◆ Written problem:
Find the line that contains "TARGET: tree line"; then retype it and each line after it, exactly, through the final line of the data below.

◆ The input:
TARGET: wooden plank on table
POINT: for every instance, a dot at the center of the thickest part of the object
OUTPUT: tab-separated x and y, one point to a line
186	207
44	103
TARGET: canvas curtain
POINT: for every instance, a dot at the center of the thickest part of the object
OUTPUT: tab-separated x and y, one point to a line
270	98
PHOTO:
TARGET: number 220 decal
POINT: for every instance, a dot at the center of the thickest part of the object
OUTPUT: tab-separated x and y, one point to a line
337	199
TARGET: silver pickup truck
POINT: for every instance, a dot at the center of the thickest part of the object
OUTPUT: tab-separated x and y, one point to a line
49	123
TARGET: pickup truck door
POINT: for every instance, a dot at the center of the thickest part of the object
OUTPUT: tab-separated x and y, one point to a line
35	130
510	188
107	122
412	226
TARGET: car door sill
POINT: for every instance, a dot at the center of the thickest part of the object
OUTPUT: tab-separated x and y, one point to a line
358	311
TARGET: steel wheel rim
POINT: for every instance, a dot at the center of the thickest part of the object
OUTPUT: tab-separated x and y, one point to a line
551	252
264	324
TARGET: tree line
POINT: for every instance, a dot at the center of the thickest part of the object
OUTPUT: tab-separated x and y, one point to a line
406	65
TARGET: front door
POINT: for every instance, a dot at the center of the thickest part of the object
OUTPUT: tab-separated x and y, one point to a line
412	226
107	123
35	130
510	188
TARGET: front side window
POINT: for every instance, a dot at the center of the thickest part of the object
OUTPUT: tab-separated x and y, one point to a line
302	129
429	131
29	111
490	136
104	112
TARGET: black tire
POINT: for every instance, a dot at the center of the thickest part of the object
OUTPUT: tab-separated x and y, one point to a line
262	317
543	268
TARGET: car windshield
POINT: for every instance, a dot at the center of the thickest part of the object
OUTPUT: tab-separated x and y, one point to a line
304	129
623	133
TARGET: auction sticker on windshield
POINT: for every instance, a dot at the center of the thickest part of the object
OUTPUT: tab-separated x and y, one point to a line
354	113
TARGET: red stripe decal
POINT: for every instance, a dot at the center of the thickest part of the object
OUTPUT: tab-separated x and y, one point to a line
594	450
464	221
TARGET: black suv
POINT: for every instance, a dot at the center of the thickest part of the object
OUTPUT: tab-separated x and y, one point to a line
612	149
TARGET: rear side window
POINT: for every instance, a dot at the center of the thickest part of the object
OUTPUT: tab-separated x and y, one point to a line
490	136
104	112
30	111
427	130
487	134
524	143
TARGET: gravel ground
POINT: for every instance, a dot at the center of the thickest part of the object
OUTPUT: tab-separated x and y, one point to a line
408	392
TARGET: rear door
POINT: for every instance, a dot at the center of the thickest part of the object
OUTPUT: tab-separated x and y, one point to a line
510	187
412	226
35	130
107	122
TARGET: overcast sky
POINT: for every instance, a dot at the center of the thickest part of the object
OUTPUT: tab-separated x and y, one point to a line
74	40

◆ Response:
TARGET: tree line
POINT: for every instance, a dot at the center of the thickest part of the object
OUTPUT: tab-separated x and y, one point to a line
406	65
TARGET: front door
POINT: for every instance, a dot at the center of the thickest part of the object
OUTPUT: tab-separated x and y, one point to a line
412	226
107	123
35	130
510	188
TARGET: front side window
POINT: for every instance, a dot at the center of the thickest part of the object
OUTPUT: tab-separated x and y, one point to a line
302	129
429	131
29	111
490	136
104	112
TARGET: black tire
POINT: for every instance, a dot at the center of the thickest part of the object
OUTPUT: tab-separated x and y, one point to a line
262	317
543	268
TARGET: car windshield
POINT: for every instance, a dot at the center of the thickest part of the object
OUTPUT: tab-separated x and y, one point to a line
304	129
623	133
TARGET: auction sticker on windshield
POINT: for every instance, a dot at the center of the thickest part of the object
OUTPUT: tab-separated x and y, one point to a line
354	113
TARGET: red stripe decal
POINT: for every instance, a dot at the center of the thickest part of the object
OUTPUT: tab-separated x and y, one point to a line
594	450
464	221
TARGET: black suv
POINT: for every instance, a dot at the center of the thickest part of the object
OUTPUT: tab-separated x and y, one point to a line
612	149
TARGET: rear side window
POINT: for every instance, a dot at the center of the thickest part of the object
OUTPUT: tab-separated x and y, one point to a line
490	136
104	112
30	111
427	130
487	134
524	143
TARGET: gravel ground
POINT: for every instance, a dot at the center of the thickest part of the object
OUTPUT: tab-separated x and y, one point to a line
408	392
TARGET: rear door
POINT: for every instance, a dot at the center of the thickest part of the object
OUTPUT: tab-separated x and y, one point to a line
510	187
412	226
35	130
107	122
TARGET: overcast sky
POINT: for every instance, a dot at the center of the thickest part of the object
OUTPUT: tab-separated x and y, one point to a line
74	40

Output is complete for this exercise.